- **VORLIEGENDER TEXT**
Wie traurig: Einfach vergessen?

Nein, sagt eine Verkäuferin in der Hütte, keinen Glühwein: „Es ist heißer Rotwein“, sagt sie, „mit eigenem Rezept, selbstgemacht.“ Aber „heißer Rotwein mit eigenem Rezept“, sagen die regulären Glühweinverkäufer, „das ist doch Glühwein, nix Anderes“, und selbst wenn es etwas Anderes wäre, wäre es auf jeden Fall ein „Heißgetränk ähnlicher Art“, wie die Ausschreibung es nennt, also auch nicht erlaubt. Die anderen Glühweinverkäufer ärgert das sehr.

„Straubing verlangt mehr Platzmiete als Nürnberg und Salzburg“, sagen sie, „Straubing hat die meisten Glühweinstände im weiten Umkreis, und Straubing tut nichts, wenn einer dann zusätzlich Glühwein verkauft, obwohl er nicht darf.“ Und sie sagen: „Für was gibt’s a Ausschreibung, wenn’s dann ned gilt?“ Wenn man diese Glühweinverkäufer dann aber fragt, warum sie nicht zur Stadt gehen und fragen, warum das so ist, sagen sie: „Samma ja. Aber die Stadt hat gesagt, dass sie vergessen haben, dass sie den Satz aus der Ausschreibung in den Mietvertrag zu der Hütte schreiben, und dass die Stadt glaubt, dass rechtlich der Mietvertrag zählt und nicht die Ausschreibung.“

Es ist eine sehr gläubige Stadt. Ihr Credo ist offenbar: Vor Gericht und auf hoher See ist man immer in Gottes Hand, man kann nie wissen, wie’s ausgeht. Drum ist ja so schad, dass die Stadt vergessen hat, diesen Satz – Sie erinnern sich: „Bitte beachten: Bei dieser Hütte dürfen kein Glühwein oder Heißgetränke ähnlicher Art ausgeschenkt werden.“ – dass sie im Mietvertrag genau den vergessen hat. Aber mei, das kann passieren. Ich zum Beispiel vergesse oft was, schon meine Mutter hat dann immer mit leichter Verzweiflung „Mei, du bist so a Christkindl“ gesagt, und es wird schlimmer: Einst war ich unschlagbar bei Pop, Rock und Schlagern der 60er bis zu den 90ern, heut bin ich schon froh, wenn ich nicht vergess, von wem Last Christmas ist. Warum soll’s der Stadt anders gehen?

- **QUELLENAUSZUG**
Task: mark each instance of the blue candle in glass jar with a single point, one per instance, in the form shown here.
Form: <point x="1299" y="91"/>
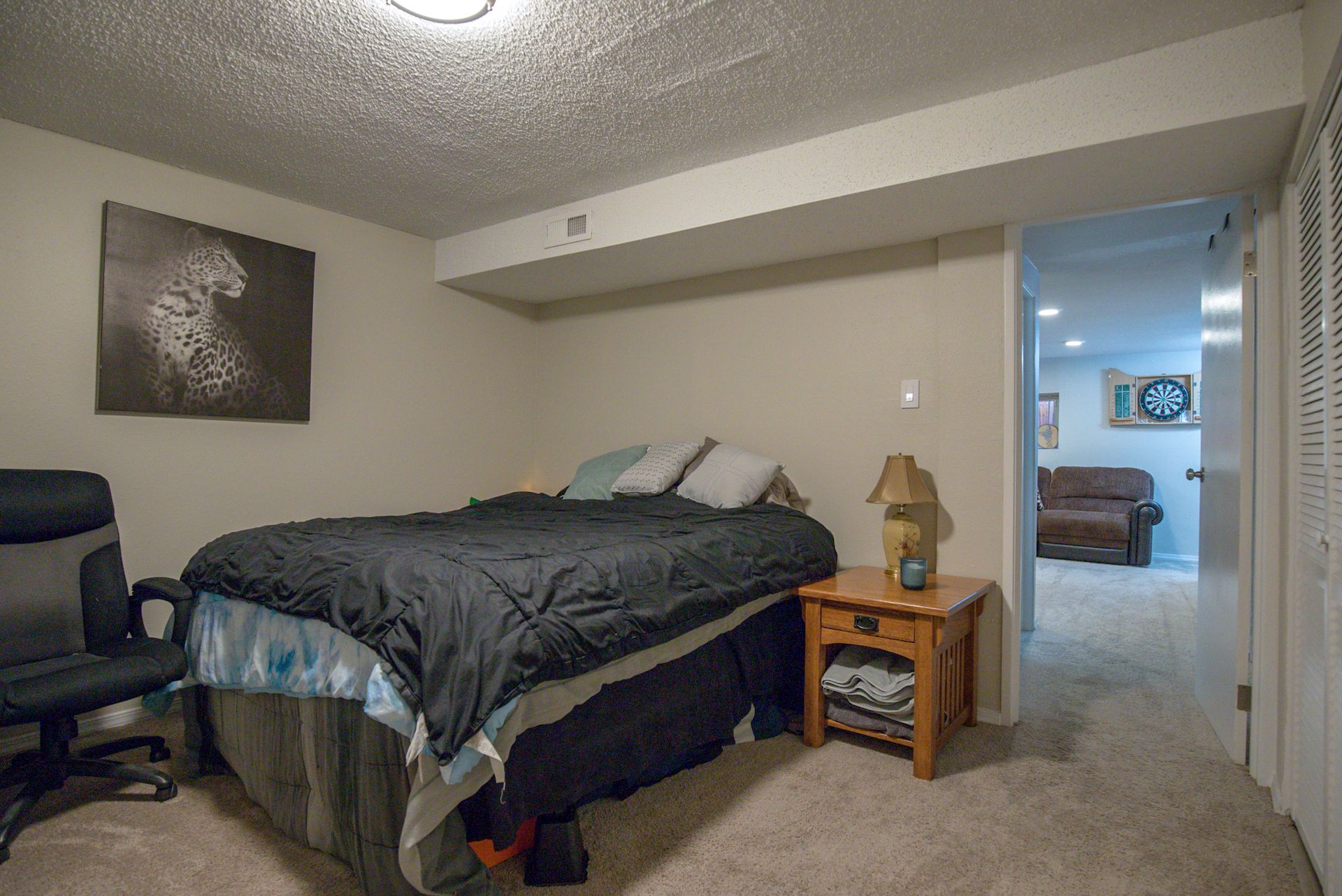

- **AUFGABENSTELLUNG**
1. Prüfen Sie, ob die folgenden Aussagen mit dem Text über den Glühweinstreit in Straubing übereinstimmen, und belegen Sie jede Antwort (ja oder nein) mit einem wörtlichen Zitat. (a) Straubing verlangt mehr Platzmiete als Nürnberg und Salzburg. (b) Die Verkäuferin in der Hütte bezeichnet ihr Getränk als Glühwein. (c) Die Stadt hat den Satz aus der Ausschreibung in den Mietvertrag der Hütte übernommen.
2. Fassen Sie den Absatz des Textes über den Glühweinstreit in Straubing, der mit „Straubing verlangt mehr Platzmiete“ beginnt, als knappe Liste zusammen und behalten Sie dabei die wesentlichen Fakten bei.
3. Schreiben Sie den Text über den Glühweinstreit in Straubing im Anschluss an seinen letzten Satz weiter.

- **LÖSUNGEN**
1.
(a) Ja: „Straubing verlangt mehr Platzmiete als Nürnberg und Salzburg“
(b) Nein: „Nein, sagt eine Verkäuferin in der Hütte, keinen Glühwein: „Es ist heißer Rotwein““
(c) Nein: „Aber die Stadt hat gesagt, dass sie vergessen haben, dass sie den Satz aus der Ausschreibung in den Mietvertrag zu der Hütte schreiben“

2.
- Die Glühweinverkäufer beklagen, dass Straubing mehr Platzmiete verlangt als Nürnberg und Salzburg.
- Nach ihren Angaben hat Straubing die meisten Glühweinstände im weiten Umkreis.
- Die Stadt unternimmt nichts, wenn jemand zusätzlich Glühwein verkauft, obwohl er es nicht darf.
- Die Verkäufer fragen, wozu es eine Ausschreibung gibt, wenn sie nicht gilt.
- Sie haben bei der Stadt nachgefragt.
- Die Stadt erklärte, sie habe vergessen, den Satz aus der Ausschreibung in den Mietvertrag der Hütte zu schreiben.
- Rechtlich zählt nach Auffassung der Stadt der Mietvertrag, nicht die Ausschreibung.

3.
...und dann noch Stromausfall

Irgendwer dort ist halt so a Christkindl, das die eigenen Vorgaben vergisst, und der Vertragspartner ist auch so eins. Warum auch nicht? Wir alle vergessen. Wir sind alle nur Menschen. Aber wenn ich ein Mensch wäre, der vom Glühweinverkauf lebt, würde mich das wahrscheinlich schon ärgern, besonders, wenn dann auch noch der Strom ausfällt. Der ist am Mittwoch in etlichen Hütten ausgefallen und am Freitag schon wieder, mitten in der Hauptgeschäftszeit, für Heißgetränke ist dann gleich wieder Krise. Der eilends geholte Elektriker wär beinah nicht auf den Markt gekommen, weil man ihm die Zufahrt erst nicht hat gestatten wollen, wegen der Sicherheit, logo, vielleicht war er auch so ein Christkindl und ohne Notfallzufahrtsberechtigungsschein am Tor. Vergessen ist ja so menschlich.

Übrigens, angeblich – bitte, ich britsche nur weiter, was Schausteller sagen – hat das Stadtmarketing schon vor Langem die Stadtwerke gebeten, eine stärkere Leistung sicherzustellen; aber vielleicht haben die Stadtwerke das auch einfach vergessen. Das kann schon passieren in einer vergesslichen Stadt. Aber jetzt ist der Strom wieder da und der Glühwein wieder heiß, der stundenlange Elektro-Notdiensteinsatz war von Erfolg gekrönt, und alles könnte wieder so schön sein.

Und das ist es ja auch. Am 13. Dezember kommt der Coca Cola-Weihnachtstruck her, natürlich nur, wenn er den Termin nicht vergisst. Aber das wird er nicht, ein Weihnachtstruck ist ja kein Christkindl. Außerdem hat Coca Cola Weihnachten schließlich erfunden, oder zumindest den Weihnachtsmann, und der trägt Rot. Vielleicht dürfen deshalb Schirme in Straubing zu Weihnachten rot sein, und nur, wenn nicht Weihnachten ist, nicht, das könnte doch sein.

Wünsche an den Coca Cola-Mann

Aber wenn Schausteller sich etwas wünschen dürften vom Coca Cola-Weihnachtsmann, dann wohl dies: Dass der Sepp Stelzl wieder Veranstalter wird. „Der hat viel mehr Werbung gemacht“, sagen sie, „Busunternehmen angeschrieben, und auch sonst viel.“ Aber den Wunsch kann man wohl vergessen. Und, dass etwas mehr Live-Musik gut wäre, weil Live-Musik Publikum zieht und eh gleich zwei Bühnen da sind, die aber erst am 6. Dezember erstmals bespielt werden sollten.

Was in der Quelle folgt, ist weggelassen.